::: Text excerpt :::
The name Lockwood has been a part of Oakland for a long time. I am still looking into where the name came from. Lockwood was (is) considered a part of the Elmhurst District.
In 1875 the Lockwood School District reported the following:
The Site
The site of Lockwood Gardens was once the extensive estate of William Cluff Jr., a wholesale grocer of some prominence in the early days.
Lockwood Gardens is located between 64th and 66th Avenues on the south side of East 14th Street on 2 1/2 acres of land that was occupied by a golf practice range and one house.
Planning Stages
The proposed housing development that would become Lockwood Gardens was met with protest. The major complaints were as follows.
One of the provisions in the funding of government housing for the city was to carry out an “equilievant demolition” program. Under the provision for every new housing unit built, a substandard dwelling not within the project area must be demolished. The city had not met the requirements of the projects built in West Oakland. Lockwood was 372 housing units. Over 500 hundred homes would have to be demolished.
::: Records provided :::
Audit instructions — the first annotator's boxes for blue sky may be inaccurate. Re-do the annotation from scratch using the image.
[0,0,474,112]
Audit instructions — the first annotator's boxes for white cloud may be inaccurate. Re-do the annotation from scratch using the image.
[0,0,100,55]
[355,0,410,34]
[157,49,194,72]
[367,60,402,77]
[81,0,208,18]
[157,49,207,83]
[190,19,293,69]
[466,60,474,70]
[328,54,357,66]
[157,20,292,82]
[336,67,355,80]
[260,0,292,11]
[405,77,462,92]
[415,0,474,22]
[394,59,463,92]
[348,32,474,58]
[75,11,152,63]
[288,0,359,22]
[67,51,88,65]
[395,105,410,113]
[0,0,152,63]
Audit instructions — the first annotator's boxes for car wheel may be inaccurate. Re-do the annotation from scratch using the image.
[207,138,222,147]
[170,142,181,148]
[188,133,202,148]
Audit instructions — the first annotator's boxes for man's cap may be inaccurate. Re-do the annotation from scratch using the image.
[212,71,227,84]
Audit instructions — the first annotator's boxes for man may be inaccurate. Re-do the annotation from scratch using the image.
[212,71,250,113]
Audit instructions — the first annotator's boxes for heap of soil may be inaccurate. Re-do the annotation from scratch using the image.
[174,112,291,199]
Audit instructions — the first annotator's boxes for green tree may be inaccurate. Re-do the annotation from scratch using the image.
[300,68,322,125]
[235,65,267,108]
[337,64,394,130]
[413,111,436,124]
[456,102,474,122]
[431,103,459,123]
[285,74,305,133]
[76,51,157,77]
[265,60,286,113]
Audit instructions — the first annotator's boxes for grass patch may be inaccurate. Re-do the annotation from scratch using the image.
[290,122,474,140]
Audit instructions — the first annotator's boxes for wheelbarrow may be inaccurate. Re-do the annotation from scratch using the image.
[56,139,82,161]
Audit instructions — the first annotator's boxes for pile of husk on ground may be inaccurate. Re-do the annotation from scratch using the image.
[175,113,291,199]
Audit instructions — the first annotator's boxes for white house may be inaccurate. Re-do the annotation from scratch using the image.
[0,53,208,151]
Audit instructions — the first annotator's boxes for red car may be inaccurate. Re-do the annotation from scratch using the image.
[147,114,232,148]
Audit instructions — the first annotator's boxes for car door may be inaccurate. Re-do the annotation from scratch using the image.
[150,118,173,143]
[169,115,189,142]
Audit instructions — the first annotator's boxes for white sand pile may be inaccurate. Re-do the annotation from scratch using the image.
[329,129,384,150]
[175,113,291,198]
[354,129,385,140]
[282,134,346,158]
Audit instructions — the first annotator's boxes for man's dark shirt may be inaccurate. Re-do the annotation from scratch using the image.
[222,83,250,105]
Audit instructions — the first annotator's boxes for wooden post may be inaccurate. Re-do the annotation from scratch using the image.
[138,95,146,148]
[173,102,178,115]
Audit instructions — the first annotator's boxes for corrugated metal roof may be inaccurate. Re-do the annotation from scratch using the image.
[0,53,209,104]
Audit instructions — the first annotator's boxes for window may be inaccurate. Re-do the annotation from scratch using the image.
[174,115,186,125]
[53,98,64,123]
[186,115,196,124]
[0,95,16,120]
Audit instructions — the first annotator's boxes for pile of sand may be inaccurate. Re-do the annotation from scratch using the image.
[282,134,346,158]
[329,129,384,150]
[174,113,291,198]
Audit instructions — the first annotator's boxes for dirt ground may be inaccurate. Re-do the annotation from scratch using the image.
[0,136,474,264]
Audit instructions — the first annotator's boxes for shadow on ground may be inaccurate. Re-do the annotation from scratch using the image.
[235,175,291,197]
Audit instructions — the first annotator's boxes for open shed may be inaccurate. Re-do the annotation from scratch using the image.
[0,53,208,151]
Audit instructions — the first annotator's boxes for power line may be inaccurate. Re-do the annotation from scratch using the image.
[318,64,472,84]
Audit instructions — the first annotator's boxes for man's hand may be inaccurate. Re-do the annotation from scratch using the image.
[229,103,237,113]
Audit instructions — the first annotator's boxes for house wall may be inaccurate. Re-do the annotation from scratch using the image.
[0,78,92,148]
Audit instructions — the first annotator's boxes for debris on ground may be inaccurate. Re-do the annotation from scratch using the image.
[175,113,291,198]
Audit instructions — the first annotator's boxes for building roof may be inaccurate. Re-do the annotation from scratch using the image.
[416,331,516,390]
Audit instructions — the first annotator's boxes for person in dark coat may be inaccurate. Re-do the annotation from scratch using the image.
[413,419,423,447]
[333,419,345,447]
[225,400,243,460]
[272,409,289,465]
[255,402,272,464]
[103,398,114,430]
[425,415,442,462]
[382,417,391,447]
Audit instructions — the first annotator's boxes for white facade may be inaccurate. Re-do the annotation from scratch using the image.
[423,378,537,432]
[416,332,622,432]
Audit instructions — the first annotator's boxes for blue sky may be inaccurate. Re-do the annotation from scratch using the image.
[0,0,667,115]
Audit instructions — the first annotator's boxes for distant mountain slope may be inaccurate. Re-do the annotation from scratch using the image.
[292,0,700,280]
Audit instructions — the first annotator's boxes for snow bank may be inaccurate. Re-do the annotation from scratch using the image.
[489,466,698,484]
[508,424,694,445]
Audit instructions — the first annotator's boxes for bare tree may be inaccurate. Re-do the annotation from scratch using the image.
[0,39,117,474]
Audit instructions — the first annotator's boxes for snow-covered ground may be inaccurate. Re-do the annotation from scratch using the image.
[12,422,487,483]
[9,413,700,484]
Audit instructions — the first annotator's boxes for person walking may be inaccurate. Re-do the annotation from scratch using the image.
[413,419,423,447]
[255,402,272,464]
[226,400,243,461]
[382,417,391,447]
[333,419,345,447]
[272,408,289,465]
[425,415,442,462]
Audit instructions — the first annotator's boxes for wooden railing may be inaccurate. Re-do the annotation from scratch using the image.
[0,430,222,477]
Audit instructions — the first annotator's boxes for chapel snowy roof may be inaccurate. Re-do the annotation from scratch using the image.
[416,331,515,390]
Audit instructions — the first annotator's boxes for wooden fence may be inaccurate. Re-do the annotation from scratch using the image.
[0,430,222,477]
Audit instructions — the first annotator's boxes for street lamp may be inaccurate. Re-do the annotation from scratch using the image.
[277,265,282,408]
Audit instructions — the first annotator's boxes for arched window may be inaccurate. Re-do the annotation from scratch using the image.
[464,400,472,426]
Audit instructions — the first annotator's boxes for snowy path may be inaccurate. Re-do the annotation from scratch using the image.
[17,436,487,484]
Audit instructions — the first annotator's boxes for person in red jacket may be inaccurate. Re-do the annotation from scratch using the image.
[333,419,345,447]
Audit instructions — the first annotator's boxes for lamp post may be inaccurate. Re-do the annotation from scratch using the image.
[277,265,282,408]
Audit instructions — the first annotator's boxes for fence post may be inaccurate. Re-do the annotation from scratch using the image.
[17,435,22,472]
:::
What is asked >>
1. Render this sentence from the passage on Lockwood Gardens into Spanish: "The site of Lockwood Gardens was once the extensive estate of William Cluff Jr., a wholesale grocer of some prominence in the early days."
2. Retype the rows exactly, from the very first row up to and including the line with "[290,122,474,140]".
The passage on Lockwood Gardens and the rows were drawn from separate, unrelated sources.

Solutions in order >>
1. El terreno de Lockwood Gardens fue en otro tiempo la extensa finca de William Cluff Jr., un comerciante mayorista de comestibles de cierta prominencia en los primeros tiempos.

2.
Audit instructions — the first annotator's boxes for blue sky may be inaccurate. Re-do the annotation from scratch using the image.
[0,0,474,112]
Audit instructions — the first annotator's boxes for white cloud may be inaccurate. Re-do the annotation from scratch using the image.
[0,0,100,55]
[355,0,410,34]
[157,49,194,72]
[367,60,402,77]
[81,0,208,18]
[157,49,207,83]
[190,19,293,69]
[466,60,474,70]
[328,54,357,66]
[157,20,292,82]
[336,67,355,80]
[260,0,292,11]
[405,77,462,92]
[415,0,474,22]
[394,59,463,92]
[348,32,474,58]
[75,11,152,63]
[288,0,359,22]
[67,51,88,65]
[395,105,410,113]
[0,0,152,63]
Audit instructions — the first annotator's boxes for car wheel may be inaccurate. Re-do the annotation from scratch using the image.
[207,138,222,147]
[170,142,181,148]
[188,133,202,148]
Audit instructions — the first annotator's boxes for man's cap may be inaccurate. Re-do the annotation from scratch using the image.
[212,71,227,84]
Audit instructions — the first annotator's boxes for man may be inaccurate. Re-do the annotation from scratch using the image.
[212,71,250,113]
Audit instructions — the first annotator's boxes for heap of soil may be inaccurate. Re-do the annotation from scratch using the image.
[174,112,291,199]
Audit instructions — the first annotator's boxes for green tree may be inaccurate. Re-do the annotation from scratch using the image.
[300,68,322,125]
[235,65,267,108]
[337,64,394,130]
[413,111,436,124]
[456,102,474,122]
[431,103,459,123]
[285,74,305,133]
[76,51,157,77]
[265,60,286,113]
Audit instructions — the first annotator's boxes for grass patch may be inaccurate. Re-do the annotation from scratch using the image.
[290,122,474,140]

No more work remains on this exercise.